[start of Input]

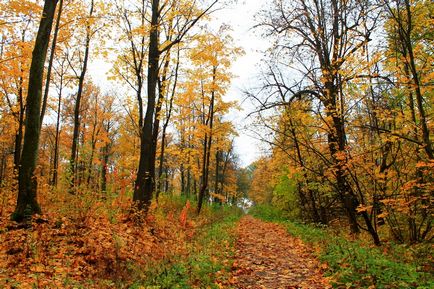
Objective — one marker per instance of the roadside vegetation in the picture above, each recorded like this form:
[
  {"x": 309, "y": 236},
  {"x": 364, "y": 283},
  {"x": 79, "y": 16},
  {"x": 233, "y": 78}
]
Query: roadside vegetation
[{"x": 356, "y": 263}]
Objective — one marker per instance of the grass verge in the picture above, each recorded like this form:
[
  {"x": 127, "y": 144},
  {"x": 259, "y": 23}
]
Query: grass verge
[
  {"x": 354, "y": 264},
  {"x": 209, "y": 257}
]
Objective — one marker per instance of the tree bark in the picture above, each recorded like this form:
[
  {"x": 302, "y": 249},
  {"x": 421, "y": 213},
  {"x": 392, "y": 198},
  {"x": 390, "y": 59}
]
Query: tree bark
[
  {"x": 50, "y": 61},
  {"x": 207, "y": 148},
  {"x": 145, "y": 181},
  {"x": 27, "y": 203},
  {"x": 73, "y": 158}
]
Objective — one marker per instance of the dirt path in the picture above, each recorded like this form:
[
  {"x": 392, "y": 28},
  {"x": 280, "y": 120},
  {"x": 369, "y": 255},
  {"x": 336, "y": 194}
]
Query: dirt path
[{"x": 268, "y": 257}]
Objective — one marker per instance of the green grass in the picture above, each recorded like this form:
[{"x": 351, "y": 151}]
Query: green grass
[
  {"x": 353, "y": 264},
  {"x": 208, "y": 261}
]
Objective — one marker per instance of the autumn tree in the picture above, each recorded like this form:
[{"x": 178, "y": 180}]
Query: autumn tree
[
  {"x": 27, "y": 202},
  {"x": 322, "y": 37},
  {"x": 145, "y": 182}
]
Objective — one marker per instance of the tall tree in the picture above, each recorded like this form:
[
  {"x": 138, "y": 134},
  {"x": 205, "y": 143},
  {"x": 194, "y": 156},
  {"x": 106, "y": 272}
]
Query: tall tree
[
  {"x": 27, "y": 202},
  {"x": 145, "y": 181}
]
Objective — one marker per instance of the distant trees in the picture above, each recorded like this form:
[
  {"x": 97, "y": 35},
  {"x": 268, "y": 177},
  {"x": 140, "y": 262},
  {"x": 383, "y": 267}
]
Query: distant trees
[
  {"x": 27, "y": 203},
  {"x": 339, "y": 106},
  {"x": 94, "y": 138}
]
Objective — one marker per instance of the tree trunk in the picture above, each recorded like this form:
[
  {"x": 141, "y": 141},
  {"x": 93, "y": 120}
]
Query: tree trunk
[
  {"x": 27, "y": 202},
  {"x": 56, "y": 141},
  {"x": 207, "y": 149},
  {"x": 73, "y": 158},
  {"x": 145, "y": 181},
  {"x": 50, "y": 61}
]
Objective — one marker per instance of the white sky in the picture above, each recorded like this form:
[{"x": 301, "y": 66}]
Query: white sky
[{"x": 240, "y": 16}]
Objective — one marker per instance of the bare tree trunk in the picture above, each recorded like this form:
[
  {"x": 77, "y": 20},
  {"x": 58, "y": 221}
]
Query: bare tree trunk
[
  {"x": 50, "y": 61},
  {"x": 27, "y": 203},
  {"x": 207, "y": 148},
  {"x": 73, "y": 158},
  {"x": 145, "y": 181},
  {"x": 56, "y": 141}
]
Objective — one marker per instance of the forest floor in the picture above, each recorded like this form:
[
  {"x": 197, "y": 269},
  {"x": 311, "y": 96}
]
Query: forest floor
[{"x": 268, "y": 257}]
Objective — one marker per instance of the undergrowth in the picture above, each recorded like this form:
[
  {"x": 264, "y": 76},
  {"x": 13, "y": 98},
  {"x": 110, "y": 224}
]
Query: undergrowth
[
  {"x": 92, "y": 241},
  {"x": 356, "y": 263},
  {"x": 209, "y": 257}
]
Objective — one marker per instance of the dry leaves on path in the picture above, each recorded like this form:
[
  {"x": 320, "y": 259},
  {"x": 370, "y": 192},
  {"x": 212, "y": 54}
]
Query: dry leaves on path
[{"x": 268, "y": 257}]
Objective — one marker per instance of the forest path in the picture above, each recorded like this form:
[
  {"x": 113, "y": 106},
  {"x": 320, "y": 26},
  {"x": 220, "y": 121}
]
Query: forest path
[{"x": 268, "y": 257}]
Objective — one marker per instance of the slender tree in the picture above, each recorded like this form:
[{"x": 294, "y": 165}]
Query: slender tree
[{"x": 27, "y": 203}]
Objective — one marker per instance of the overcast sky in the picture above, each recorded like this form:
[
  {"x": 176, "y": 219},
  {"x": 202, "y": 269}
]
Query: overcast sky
[{"x": 240, "y": 17}]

[end of Input]

## Written request:
Copy the listing above line for line without changing anything, and leave the pictures out of your copy.

## Problem solution:
Objective — one marker per instance of the roadside vegetation in the picture above, each recorded like this form:
[
  {"x": 309, "y": 236},
  {"x": 364, "y": 283},
  {"x": 79, "y": 16},
  {"x": 233, "y": 78}
]
Query: roadside vegetation
[{"x": 356, "y": 263}]
Objective — one marker per instance of the grass verge in the picture above, each recorded like this form:
[
  {"x": 127, "y": 144},
  {"x": 259, "y": 23}
]
Query: grass verge
[
  {"x": 354, "y": 264},
  {"x": 209, "y": 257}
]
Objective — one marker per instance of the tree bark in the picture above, each recorded like this form:
[
  {"x": 302, "y": 249},
  {"x": 421, "y": 213},
  {"x": 392, "y": 198},
  {"x": 390, "y": 59}
]
Query: tree bark
[
  {"x": 50, "y": 61},
  {"x": 207, "y": 148},
  {"x": 145, "y": 181},
  {"x": 27, "y": 203},
  {"x": 73, "y": 158}
]
Objective — one marker per instance of the dirt path in the picture above, each recorded like this form:
[
  {"x": 392, "y": 28},
  {"x": 280, "y": 120},
  {"x": 369, "y": 255},
  {"x": 336, "y": 194}
]
Query: dirt path
[{"x": 268, "y": 257}]
Objective — one marker per instance of the green grass in the picture above, each recorded like this form:
[{"x": 351, "y": 151}]
Query: green grass
[
  {"x": 353, "y": 264},
  {"x": 208, "y": 261}
]
Objective — one marker per instance of the autumn tree in the picture above, each recorded like this form:
[{"x": 178, "y": 180}]
Query: autumn tree
[
  {"x": 27, "y": 202},
  {"x": 322, "y": 37},
  {"x": 145, "y": 182}
]
Objective — one marker per instance of the tall tree in the picture above, each recorded like this form:
[
  {"x": 138, "y": 134},
  {"x": 205, "y": 143},
  {"x": 194, "y": 156},
  {"x": 106, "y": 272}
]
Query: tall tree
[
  {"x": 27, "y": 202},
  {"x": 145, "y": 181}
]
Objective — one marker per instance of the distant trees in the picture above, each recorded like this form:
[
  {"x": 97, "y": 35},
  {"x": 268, "y": 177},
  {"x": 140, "y": 262},
  {"x": 383, "y": 267}
]
Query: distant trees
[
  {"x": 27, "y": 203},
  {"x": 339, "y": 106},
  {"x": 94, "y": 138}
]
Objective — one marker per instance of the tree trunk in the picture above, each recorded like this form:
[
  {"x": 141, "y": 141},
  {"x": 93, "y": 120}
]
Query: tree trunk
[
  {"x": 27, "y": 202},
  {"x": 56, "y": 141},
  {"x": 207, "y": 149},
  {"x": 73, "y": 158},
  {"x": 145, "y": 181},
  {"x": 50, "y": 61}
]
Objective — one marker per instance of the white sky in the picture above, each recorded like this form:
[{"x": 301, "y": 66}]
Query: white sky
[{"x": 240, "y": 16}]
Objective — one marker per instance of the bare tree trunk in the picture above, each recorded like this form:
[
  {"x": 77, "y": 20},
  {"x": 58, "y": 221}
]
Query: bare tree trunk
[
  {"x": 50, "y": 61},
  {"x": 27, "y": 203},
  {"x": 207, "y": 148},
  {"x": 73, "y": 158},
  {"x": 145, "y": 181},
  {"x": 56, "y": 141}
]
Objective — one marker per instance of the forest floor in the picture above, each recorded like this form:
[
  {"x": 197, "y": 269},
  {"x": 311, "y": 96}
]
Query: forest floor
[{"x": 268, "y": 257}]
Objective — one marker per instance of the undergrowth in the picture above, each recorded like this form:
[
  {"x": 264, "y": 76},
  {"x": 13, "y": 98},
  {"x": 110, "y": 224}
]
Query: undergrowth
[
  {"x": 92, "y": 241},
  {"x": 356, "y": 263},
  {"x": 209, "y": 257}
]
Objective — one marker per instance of the dry leaves on path in the picture above, each recorded like this form:
[
  {"x": 320, "y": 259},
  {"x": 370, "y": 192},
  {"x": 212, "y": 54}
]
Query: dry leaves on path
[{"x": 268, "y": 257}]
Objective — one marker per instance of the forest path in the picture above, each recorded like this form:
[
  {"x": 113, "y": 106},
  {"x": 320, "y": 26},
  {"x": 220, "y": 121}
]
Query: forest path
[{"x": 268, "y": 257}]
Objective — one marker per instance of the slender tree in the picture above, each recorded like this form:
[{"x": 294, "y": 165}]
Query: slender tree
[{"x": 27, "y": 203}]
Objective — one marker per instance of the overcast sky in the picture above, each recorded like this form:
[
  {"x": 176, "y": 219},
  {"x": 202, "y": 269}
]
Query: overcast sky
[{"x": 240, "y": 17}]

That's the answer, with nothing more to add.